Only the lines from the line containing "Task: mark the body" to the end of the records, both included, belong in the answer, copied exactly.

▶ **PROVIDED DATA**:

# # # # #

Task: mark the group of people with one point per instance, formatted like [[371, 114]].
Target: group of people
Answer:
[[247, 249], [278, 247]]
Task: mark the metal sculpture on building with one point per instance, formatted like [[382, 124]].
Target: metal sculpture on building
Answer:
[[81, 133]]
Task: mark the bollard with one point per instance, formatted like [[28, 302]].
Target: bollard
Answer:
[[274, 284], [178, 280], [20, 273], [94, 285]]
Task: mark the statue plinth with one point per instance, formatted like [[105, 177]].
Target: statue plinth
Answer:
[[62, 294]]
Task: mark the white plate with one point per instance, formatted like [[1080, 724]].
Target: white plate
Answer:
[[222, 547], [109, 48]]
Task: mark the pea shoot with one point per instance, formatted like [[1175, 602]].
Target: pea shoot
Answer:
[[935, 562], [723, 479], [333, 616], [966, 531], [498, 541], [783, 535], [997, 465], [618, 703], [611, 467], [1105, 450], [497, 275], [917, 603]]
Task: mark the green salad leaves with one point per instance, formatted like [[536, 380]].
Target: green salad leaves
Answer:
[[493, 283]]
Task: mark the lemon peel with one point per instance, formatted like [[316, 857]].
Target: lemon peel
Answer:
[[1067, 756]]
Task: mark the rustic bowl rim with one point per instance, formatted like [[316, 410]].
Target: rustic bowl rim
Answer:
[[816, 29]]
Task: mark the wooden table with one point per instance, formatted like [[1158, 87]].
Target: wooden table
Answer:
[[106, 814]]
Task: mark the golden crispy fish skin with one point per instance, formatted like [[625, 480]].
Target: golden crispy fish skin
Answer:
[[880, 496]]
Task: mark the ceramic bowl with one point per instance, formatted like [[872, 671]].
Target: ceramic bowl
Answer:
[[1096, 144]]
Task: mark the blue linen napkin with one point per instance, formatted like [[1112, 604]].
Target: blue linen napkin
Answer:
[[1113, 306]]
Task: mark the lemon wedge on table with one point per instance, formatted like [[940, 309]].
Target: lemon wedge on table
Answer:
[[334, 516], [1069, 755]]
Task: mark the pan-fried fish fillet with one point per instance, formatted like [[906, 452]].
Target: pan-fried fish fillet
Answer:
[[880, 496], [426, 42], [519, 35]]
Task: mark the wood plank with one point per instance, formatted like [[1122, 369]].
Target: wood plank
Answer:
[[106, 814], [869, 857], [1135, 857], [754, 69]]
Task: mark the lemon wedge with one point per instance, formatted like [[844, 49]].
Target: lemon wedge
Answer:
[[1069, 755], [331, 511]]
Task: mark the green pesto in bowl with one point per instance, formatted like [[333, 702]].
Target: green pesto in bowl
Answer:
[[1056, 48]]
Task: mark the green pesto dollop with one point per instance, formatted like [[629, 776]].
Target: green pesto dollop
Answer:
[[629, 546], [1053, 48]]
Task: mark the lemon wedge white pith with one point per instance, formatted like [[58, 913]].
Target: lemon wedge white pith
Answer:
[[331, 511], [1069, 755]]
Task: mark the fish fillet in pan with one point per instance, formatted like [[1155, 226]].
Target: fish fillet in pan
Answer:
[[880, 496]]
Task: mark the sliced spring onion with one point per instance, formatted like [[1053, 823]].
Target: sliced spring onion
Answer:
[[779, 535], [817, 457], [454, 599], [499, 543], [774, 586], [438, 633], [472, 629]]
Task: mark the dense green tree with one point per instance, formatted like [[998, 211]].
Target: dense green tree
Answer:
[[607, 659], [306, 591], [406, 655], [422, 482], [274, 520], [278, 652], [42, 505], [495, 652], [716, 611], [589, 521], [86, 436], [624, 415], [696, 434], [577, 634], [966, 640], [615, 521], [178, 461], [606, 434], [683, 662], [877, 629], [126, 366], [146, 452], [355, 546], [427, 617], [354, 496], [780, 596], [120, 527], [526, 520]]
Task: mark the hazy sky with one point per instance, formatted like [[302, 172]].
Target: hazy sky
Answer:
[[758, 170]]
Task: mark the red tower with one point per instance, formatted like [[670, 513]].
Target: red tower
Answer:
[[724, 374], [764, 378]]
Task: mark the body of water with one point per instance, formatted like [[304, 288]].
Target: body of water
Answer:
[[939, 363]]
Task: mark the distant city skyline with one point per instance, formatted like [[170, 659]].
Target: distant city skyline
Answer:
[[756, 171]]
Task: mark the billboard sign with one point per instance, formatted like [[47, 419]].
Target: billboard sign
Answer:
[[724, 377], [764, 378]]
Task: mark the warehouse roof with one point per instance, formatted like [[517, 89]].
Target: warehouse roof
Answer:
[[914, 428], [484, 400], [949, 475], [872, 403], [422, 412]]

# # # # #

▶ **COMPLETED TASK**:
Task: mark the body of water with one point per instance, formatted like [[304, 288]].
Target: body of water
Answer:
[[939, 363]]
Task: mark the distant city skyline with one point per instance, formatted like [[170, 659]].
Target: distant city skyline
Answer:
[[756, 171]]
Task: mark the billboard sign with one point per instance, formatted like [[47, 419]].
Target: billboard sign
Answer:
[[724, 377], [764, 378]]
Task: mark the warehouse roof with one point per instance, formatted like [[517, 89]].
Target: warehouse roof
Answer:
[[914, 428], [484, 400], [949, 475], [872, 403], [422, 412]]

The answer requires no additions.